The EVIC product seems pretty nice. It might be a tad expensive but that's what you get at low quantity. This isn't something that they're building a million of at Foxconn. Realistically the market is probably a few hundred to a few thousand units. At that market it's going to be expensive but you pay for the convenience of a product geared to what you need. In that respect it isn't out of the realm of reason. Little cheap monitoring systems can be a few hundred dollars. So, I think it is probably priced about right at the moment and I hope they can do well with it.


----------



## sergiu tofanel (Jan 13, 2014)

The reason I would insist on open source is because of the contributions other users can make to the platform. I just purchased an Arduino board for my 3D printer. This is a little controller board to which I connect a shield which drives the stepper motors and heater controllers. Now I can go online and choose to download from several open source versions of the CNC interpreter code, test them, and choose the one that suits me best. Similarly, I can choose from several versions of host software, install it on the host PC, and test the system. Because all programs are open source, I can calibrate my machine the way I choose to, enable or disable features as I see fit. And I really do not need to reinvent the wheel and write my own code if I choose not to.

THE PROBLEM: Pick up the forum thread on the EVIC product and open-source software and continue it from its last sentence. The entries after this point come from a separate, unrelated source.

INFORMATION PROVIDED:
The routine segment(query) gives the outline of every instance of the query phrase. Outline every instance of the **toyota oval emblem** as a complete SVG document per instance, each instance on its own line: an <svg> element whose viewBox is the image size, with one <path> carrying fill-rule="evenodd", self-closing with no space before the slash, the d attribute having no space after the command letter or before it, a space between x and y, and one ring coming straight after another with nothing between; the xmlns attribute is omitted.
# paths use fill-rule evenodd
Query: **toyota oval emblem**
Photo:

--

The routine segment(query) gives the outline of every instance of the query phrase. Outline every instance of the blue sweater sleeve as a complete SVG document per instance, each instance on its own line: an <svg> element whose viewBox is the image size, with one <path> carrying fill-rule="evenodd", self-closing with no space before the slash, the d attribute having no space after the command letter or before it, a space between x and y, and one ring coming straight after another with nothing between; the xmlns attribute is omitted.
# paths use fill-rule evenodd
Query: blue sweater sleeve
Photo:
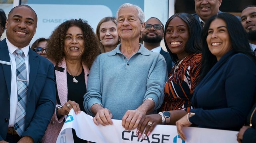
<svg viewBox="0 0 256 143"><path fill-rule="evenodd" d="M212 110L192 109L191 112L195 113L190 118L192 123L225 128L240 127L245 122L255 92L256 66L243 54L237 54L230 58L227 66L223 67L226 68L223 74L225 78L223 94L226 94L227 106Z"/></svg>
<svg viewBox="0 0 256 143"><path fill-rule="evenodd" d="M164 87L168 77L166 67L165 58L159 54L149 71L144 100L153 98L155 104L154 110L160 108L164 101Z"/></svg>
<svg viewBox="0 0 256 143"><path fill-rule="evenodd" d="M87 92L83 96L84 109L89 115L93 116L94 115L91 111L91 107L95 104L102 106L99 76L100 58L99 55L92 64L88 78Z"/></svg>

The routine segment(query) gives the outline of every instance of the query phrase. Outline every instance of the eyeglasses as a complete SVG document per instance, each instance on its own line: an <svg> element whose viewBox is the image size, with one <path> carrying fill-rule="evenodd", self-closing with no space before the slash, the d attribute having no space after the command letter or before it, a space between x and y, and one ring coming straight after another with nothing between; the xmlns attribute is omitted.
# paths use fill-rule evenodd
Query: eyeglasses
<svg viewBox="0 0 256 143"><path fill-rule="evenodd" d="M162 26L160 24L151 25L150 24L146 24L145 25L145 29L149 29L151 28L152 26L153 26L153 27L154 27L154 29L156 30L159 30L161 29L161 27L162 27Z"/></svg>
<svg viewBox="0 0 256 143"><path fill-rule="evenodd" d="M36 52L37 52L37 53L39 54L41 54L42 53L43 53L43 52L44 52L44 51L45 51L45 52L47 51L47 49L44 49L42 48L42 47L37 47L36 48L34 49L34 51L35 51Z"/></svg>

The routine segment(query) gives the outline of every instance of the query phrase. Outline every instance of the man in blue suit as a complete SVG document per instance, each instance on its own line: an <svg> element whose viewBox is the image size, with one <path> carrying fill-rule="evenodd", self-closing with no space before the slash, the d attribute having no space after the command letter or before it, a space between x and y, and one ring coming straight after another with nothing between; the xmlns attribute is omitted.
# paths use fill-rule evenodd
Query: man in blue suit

ANSWER TO THE TASK:
I am looking for something similar for my project. Right now I do not plan to use an Orion BMS. I have a Curtiss controller, but I may choose not to use it. Will this company write custom code for my specific BMS/controller combination? I really doubt it. What if I don't like the way the graphics look. Can I write my own? Again, if the code is open source, there are many people who would be willing to tinker with it and come up with their own versions. Open source does not mean that the device is not plug and play. Take a look at the 3D printing industry. You can purchase the hardware for next to nothing, download software off the internet, and within hours (if not minutes) you can have a working machine. That's the power of open source.


----------



## AInterfaces (Nov 17, 2014)

skooler said:


> I could make it fit.
> 
> I'm using an evnetics soliton which outputs it's log in a udp stream over bog standard wthernet.
> 
> ...


Unfortunately EVIC does not currently interface with the soliton controller. This is something that we would like to explore in the future as the hardware does have the ability to support ethernet messaging.


----------



## skooler (Mar 26, 2011)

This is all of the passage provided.